Instructions for the task. In the entries that follow, the first line to write out is the one containing "box: [247, 17, 259, 26]", and the last is the one containing "positive clicks: (65, 50)". Reproduce that stretch exactly, with nothing before or after it.

^^^^^^^^

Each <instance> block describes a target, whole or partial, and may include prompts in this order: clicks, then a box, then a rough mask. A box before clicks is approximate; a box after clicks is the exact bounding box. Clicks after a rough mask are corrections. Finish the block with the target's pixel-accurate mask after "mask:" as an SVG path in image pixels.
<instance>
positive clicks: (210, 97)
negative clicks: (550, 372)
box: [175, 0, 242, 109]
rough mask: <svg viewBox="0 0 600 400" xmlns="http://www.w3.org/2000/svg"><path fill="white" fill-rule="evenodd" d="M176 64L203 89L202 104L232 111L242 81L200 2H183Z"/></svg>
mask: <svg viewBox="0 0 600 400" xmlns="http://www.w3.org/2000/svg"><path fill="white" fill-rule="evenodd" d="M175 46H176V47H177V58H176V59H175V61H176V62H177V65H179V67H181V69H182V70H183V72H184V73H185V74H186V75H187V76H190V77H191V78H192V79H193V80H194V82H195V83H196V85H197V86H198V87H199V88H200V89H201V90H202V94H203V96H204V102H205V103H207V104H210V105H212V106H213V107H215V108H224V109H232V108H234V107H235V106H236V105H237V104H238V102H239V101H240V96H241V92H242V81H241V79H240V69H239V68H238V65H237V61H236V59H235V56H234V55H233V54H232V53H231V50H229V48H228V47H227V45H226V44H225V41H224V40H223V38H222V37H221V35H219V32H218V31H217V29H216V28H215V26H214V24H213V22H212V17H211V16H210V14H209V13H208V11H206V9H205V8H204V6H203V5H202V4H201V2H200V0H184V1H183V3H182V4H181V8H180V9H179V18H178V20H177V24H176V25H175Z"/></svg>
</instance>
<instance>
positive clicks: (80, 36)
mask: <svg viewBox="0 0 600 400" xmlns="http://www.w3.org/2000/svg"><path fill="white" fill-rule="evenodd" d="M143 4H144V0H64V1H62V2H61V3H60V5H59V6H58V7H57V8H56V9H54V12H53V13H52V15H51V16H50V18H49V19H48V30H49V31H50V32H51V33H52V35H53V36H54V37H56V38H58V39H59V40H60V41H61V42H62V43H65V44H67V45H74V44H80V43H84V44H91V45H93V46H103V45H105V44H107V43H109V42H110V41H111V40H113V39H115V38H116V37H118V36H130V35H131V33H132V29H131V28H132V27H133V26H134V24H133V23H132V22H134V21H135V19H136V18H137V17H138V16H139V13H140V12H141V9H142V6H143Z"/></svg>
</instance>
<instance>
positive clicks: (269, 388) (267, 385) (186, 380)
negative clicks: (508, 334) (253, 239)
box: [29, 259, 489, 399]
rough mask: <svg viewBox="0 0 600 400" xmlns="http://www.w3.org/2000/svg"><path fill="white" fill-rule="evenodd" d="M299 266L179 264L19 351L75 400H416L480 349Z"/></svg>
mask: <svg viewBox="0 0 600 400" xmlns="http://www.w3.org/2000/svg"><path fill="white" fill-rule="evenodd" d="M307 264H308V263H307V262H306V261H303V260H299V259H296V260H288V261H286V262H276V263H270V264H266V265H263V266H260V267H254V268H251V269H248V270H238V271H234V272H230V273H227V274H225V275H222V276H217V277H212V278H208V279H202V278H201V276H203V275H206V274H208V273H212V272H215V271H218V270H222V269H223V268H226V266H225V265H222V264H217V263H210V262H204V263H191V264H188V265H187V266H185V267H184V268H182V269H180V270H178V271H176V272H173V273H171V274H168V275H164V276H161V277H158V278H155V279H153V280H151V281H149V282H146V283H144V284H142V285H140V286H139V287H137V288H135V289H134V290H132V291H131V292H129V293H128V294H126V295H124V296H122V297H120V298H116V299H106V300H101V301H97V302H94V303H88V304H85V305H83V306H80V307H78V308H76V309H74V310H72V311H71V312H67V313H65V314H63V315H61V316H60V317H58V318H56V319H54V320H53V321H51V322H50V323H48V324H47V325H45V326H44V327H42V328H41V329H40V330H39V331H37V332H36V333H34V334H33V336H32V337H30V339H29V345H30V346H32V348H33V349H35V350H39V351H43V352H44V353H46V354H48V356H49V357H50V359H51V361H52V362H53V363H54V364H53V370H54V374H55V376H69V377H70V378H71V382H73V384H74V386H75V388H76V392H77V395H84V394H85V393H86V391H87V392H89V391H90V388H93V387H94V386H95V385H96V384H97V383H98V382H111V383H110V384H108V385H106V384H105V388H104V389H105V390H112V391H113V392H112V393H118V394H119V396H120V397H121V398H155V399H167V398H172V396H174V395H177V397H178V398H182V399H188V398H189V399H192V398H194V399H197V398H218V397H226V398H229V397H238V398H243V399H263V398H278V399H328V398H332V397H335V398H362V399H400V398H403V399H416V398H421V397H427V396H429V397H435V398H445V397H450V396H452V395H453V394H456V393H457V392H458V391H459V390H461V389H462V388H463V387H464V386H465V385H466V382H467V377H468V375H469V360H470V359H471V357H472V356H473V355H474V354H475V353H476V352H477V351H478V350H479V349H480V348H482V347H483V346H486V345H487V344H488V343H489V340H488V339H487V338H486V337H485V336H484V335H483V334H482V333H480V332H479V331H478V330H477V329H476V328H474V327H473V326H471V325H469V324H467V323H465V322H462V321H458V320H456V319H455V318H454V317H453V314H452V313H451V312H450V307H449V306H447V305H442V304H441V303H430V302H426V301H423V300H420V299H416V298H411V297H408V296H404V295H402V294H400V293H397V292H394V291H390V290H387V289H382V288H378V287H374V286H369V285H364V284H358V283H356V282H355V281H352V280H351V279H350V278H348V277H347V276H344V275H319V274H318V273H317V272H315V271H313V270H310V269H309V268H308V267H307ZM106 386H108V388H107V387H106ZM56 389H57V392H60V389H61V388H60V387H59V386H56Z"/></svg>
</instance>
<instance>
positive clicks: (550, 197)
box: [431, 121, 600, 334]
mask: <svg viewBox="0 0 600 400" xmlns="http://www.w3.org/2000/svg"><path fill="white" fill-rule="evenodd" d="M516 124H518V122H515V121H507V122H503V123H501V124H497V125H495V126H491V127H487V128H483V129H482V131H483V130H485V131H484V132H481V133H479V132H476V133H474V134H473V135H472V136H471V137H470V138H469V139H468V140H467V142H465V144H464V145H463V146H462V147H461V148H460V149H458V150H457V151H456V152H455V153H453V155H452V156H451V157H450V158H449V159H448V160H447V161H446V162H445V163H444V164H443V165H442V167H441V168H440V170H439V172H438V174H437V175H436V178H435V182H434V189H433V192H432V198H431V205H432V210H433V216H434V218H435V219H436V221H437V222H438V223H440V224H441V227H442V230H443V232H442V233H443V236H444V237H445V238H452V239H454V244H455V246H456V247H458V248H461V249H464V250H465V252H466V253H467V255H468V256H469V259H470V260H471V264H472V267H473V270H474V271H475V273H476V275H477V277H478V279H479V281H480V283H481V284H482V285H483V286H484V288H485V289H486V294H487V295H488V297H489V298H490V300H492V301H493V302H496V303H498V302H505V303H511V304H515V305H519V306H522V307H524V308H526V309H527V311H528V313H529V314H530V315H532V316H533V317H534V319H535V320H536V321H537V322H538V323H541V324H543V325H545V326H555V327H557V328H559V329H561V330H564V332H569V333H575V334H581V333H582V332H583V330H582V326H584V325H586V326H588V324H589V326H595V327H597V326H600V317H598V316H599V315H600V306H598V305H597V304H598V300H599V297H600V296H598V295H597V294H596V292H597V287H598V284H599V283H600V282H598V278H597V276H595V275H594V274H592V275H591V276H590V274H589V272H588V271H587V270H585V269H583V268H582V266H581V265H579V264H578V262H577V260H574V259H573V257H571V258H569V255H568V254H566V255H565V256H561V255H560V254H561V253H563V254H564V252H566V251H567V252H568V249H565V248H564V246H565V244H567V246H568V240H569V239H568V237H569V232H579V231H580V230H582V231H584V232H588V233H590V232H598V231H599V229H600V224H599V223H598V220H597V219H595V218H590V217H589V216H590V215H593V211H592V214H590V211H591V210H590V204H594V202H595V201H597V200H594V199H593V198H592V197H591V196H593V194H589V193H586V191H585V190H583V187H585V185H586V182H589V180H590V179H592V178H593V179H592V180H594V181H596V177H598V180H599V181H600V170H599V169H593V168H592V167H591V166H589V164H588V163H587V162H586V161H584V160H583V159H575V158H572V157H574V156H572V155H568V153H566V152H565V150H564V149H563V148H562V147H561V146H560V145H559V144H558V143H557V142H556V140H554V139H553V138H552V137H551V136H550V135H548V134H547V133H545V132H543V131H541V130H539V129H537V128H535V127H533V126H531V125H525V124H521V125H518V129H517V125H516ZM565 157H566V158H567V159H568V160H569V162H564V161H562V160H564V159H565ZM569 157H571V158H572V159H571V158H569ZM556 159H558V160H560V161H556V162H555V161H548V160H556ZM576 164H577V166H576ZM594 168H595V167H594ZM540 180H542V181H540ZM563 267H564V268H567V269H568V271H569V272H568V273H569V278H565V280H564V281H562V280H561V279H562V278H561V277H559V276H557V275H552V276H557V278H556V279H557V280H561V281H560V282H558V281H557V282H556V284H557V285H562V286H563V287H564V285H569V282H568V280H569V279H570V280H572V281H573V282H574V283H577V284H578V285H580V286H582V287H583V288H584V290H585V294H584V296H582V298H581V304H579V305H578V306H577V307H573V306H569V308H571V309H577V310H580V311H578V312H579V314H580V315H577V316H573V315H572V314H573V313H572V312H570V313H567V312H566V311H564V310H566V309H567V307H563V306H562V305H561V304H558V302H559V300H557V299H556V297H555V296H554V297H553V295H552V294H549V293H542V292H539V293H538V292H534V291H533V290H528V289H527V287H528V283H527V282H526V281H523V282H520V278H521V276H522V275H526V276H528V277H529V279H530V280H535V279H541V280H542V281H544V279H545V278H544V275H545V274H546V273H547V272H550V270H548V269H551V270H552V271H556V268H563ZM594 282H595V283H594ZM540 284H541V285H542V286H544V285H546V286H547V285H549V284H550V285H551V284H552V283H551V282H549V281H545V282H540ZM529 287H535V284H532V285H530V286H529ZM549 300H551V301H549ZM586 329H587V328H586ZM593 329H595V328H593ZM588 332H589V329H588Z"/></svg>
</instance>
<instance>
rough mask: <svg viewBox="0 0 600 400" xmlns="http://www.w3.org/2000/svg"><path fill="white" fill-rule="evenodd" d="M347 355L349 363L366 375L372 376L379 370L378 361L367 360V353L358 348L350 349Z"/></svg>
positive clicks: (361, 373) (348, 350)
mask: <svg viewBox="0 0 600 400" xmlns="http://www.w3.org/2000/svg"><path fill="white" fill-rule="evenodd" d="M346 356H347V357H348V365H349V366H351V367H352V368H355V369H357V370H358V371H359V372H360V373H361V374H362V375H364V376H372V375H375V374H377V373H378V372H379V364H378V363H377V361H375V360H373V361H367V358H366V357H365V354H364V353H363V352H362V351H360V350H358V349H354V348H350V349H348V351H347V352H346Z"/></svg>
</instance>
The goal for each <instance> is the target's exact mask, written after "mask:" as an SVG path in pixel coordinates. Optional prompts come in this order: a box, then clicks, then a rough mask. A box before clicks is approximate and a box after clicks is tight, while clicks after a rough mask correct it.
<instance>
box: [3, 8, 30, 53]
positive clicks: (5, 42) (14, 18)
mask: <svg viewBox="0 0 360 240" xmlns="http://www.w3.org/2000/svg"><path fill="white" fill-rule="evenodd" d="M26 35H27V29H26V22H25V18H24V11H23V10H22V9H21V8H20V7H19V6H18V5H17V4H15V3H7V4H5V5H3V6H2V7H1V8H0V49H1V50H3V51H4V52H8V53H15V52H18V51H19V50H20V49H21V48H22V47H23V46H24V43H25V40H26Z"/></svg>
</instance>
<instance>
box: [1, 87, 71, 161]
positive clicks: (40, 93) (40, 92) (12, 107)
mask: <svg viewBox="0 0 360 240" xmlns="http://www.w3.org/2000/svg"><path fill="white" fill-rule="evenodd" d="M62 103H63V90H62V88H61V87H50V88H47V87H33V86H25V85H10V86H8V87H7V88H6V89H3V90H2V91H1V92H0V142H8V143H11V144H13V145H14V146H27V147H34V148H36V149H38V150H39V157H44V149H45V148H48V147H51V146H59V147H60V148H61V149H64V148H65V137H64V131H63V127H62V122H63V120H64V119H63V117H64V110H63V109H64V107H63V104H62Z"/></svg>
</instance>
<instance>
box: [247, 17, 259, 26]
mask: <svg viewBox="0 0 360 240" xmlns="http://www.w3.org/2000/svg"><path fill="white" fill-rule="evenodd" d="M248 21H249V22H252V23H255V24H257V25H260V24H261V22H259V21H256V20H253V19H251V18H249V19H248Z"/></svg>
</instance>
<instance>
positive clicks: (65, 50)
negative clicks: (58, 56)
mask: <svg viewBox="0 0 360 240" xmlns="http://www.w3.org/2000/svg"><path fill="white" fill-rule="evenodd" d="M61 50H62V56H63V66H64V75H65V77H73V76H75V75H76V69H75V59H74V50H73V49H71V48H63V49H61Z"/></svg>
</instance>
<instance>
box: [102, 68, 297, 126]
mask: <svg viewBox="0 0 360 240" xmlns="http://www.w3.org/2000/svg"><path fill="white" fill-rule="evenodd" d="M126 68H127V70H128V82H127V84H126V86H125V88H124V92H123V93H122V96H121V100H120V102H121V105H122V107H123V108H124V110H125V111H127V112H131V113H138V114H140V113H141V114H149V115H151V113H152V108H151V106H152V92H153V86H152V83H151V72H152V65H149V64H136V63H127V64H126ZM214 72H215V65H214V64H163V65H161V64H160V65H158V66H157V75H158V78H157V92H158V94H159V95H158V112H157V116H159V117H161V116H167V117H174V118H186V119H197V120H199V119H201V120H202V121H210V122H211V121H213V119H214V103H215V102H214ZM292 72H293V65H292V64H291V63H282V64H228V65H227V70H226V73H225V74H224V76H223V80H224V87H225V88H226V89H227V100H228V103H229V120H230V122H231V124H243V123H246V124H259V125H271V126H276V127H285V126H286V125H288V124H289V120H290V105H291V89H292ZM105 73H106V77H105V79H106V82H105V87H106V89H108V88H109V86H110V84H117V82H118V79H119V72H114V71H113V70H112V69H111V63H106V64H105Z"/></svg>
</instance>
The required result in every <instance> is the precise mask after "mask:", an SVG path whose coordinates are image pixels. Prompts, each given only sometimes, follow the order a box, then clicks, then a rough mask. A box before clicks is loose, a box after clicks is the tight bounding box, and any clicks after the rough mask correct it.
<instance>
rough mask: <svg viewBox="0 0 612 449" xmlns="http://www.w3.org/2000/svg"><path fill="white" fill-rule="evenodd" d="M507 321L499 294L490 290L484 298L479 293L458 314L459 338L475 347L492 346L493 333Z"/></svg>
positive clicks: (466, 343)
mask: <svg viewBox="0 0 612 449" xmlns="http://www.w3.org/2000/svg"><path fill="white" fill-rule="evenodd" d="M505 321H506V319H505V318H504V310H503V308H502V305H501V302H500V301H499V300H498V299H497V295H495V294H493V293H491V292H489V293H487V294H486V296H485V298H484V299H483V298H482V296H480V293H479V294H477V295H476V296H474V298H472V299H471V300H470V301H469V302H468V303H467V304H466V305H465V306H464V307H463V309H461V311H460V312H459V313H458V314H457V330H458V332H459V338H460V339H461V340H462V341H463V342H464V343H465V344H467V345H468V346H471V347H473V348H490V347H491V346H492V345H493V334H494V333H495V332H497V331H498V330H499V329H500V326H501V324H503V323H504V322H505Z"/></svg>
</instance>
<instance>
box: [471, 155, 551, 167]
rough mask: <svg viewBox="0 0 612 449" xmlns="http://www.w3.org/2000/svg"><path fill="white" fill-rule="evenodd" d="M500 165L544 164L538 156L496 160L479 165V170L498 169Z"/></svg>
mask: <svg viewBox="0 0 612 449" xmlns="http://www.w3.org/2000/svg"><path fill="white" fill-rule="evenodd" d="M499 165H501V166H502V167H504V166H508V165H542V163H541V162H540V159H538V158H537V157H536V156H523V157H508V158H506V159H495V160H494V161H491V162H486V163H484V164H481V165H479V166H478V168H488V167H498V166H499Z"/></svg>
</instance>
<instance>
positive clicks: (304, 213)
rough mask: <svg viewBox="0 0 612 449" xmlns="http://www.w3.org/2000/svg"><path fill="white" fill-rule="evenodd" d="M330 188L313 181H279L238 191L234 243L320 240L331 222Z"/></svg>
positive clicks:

^^^^^^^^

Output.
box: [247, 17, 259, 26]
mask: <svg viewBox="0 0 360 240" xmlns="http://www.w3.org/2000/svg"><path fill="white" fill-rule="evenodd" d="M248 21H249V22H252V23H255V24H257V25H260V24H261V22H259V21H256V20H253V19H251V18H249V19H248Z"/></svg>
</instance>
<instance>
positive clicks: (65, 50)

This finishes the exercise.